> [Provided passage]:
The Body Esteem Scale (BES) developed by Franzoi and Shields is used to measure satisfaction with various aspects of one's body52. The scale in its original English version is used for measurements in a group of Nigerian students. A Polish adaptation of the scale by Lipowska and Lipowski is used in a group of Polish students53. Respondents rate on a 5-point scale from definitely dislike to definitely like, the indicated body-related aspects (e.g., smell) and body parts (e.g., nose, thighs). The scale provides an overall score depicting the respondents' attitudes toward their bodies. The higher the score is, the more positive the attitude toward the body.

Body mass index

To determine the normality of one's body weight, body mass index (BMI) is used. This index is a simplified method for determining the normality of one's body weight. BMI is categorized as follows: underweight (BMI < 18.5 kg/m2), normal (BMI 18.5 ≤ 24.9 kg/m2), overweight (BMI 25 ≤ 30 kg/m2) or obese (BMI ≥ 30 kg/m2)54. BMI is calculated based on the participants’ data on height and weight.

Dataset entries
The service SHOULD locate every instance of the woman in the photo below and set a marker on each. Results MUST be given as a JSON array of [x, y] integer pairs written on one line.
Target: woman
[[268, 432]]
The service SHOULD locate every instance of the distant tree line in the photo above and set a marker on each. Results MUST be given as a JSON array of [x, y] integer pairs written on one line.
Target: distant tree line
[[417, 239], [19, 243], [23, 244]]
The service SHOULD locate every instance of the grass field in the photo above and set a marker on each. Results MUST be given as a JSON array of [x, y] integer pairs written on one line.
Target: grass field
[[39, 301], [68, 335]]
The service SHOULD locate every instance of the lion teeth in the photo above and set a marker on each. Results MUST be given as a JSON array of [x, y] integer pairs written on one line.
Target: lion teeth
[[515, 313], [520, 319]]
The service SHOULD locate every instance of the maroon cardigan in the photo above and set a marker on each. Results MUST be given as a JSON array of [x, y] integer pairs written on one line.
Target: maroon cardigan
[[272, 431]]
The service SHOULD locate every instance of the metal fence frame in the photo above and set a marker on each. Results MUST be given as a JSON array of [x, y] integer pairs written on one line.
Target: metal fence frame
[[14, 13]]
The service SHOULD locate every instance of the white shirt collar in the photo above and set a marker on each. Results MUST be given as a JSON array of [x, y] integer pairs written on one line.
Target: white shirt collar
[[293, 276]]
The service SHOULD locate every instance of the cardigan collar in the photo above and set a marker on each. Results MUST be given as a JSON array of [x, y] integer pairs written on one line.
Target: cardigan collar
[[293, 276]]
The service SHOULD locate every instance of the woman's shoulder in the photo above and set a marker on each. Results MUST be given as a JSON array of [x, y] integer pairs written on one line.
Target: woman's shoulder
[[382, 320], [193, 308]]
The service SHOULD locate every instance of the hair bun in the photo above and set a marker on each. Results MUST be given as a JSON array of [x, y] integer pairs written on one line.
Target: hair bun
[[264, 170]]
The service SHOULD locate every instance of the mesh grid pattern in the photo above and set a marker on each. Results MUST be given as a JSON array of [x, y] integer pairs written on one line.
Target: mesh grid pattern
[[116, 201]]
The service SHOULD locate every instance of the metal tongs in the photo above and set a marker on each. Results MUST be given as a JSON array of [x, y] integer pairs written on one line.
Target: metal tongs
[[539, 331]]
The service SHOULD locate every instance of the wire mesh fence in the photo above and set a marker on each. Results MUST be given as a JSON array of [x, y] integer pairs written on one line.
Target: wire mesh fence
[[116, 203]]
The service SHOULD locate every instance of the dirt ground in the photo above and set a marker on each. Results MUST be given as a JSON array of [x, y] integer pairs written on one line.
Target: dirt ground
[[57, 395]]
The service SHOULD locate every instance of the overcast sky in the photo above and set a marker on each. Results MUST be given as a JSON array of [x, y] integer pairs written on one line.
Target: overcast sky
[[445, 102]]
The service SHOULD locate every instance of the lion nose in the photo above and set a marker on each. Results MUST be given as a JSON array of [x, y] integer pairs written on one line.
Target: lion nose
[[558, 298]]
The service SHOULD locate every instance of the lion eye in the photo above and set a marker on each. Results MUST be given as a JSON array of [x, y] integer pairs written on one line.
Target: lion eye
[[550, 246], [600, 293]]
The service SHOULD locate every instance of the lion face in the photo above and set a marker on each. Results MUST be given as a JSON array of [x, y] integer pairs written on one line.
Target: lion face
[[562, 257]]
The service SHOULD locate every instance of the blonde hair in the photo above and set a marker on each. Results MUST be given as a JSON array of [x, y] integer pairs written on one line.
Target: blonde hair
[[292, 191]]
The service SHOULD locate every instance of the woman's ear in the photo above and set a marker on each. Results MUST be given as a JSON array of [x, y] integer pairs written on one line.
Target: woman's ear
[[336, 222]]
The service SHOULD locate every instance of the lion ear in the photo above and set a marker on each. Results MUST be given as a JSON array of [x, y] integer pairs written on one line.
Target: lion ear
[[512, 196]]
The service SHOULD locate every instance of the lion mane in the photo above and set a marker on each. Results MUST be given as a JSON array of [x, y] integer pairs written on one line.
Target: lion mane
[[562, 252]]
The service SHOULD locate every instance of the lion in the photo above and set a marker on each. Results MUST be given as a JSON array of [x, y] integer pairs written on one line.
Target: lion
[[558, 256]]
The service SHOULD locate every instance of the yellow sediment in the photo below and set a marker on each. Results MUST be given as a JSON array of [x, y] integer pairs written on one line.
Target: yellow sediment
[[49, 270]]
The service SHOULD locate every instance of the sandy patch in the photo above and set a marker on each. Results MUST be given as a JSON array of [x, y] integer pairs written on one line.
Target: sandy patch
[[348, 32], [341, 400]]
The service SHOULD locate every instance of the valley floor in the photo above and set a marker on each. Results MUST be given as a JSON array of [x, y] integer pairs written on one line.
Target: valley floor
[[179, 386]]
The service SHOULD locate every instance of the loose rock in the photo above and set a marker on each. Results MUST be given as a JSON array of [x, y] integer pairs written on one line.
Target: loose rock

> [Apply what you read]:
1: In the passage on body esteem and BMI, what BMI value marks the underweight category?
2: Reproduce the passage on body esteem and BMI starting at "To determine the" and ending at "height and weight.".

> [Results for each task]:
1: A BMI below 18.5 kg/m2.

2:
To determine the normality of one's body weight, body mass index (BMI) is used. This index is a simplified method for determining the normality of one's body weight. BMI is categorized as follows: underweight (BMI < 18.5 kg/m2), normal (BMI 18.5 ≤ 24.9 kg/m2), overweight (BMI 25 ≤ 30 kg/m2) or obese (BMI ≥ 30 kg/m2)54. BMI is calculated based on the participants’ data on height and weight.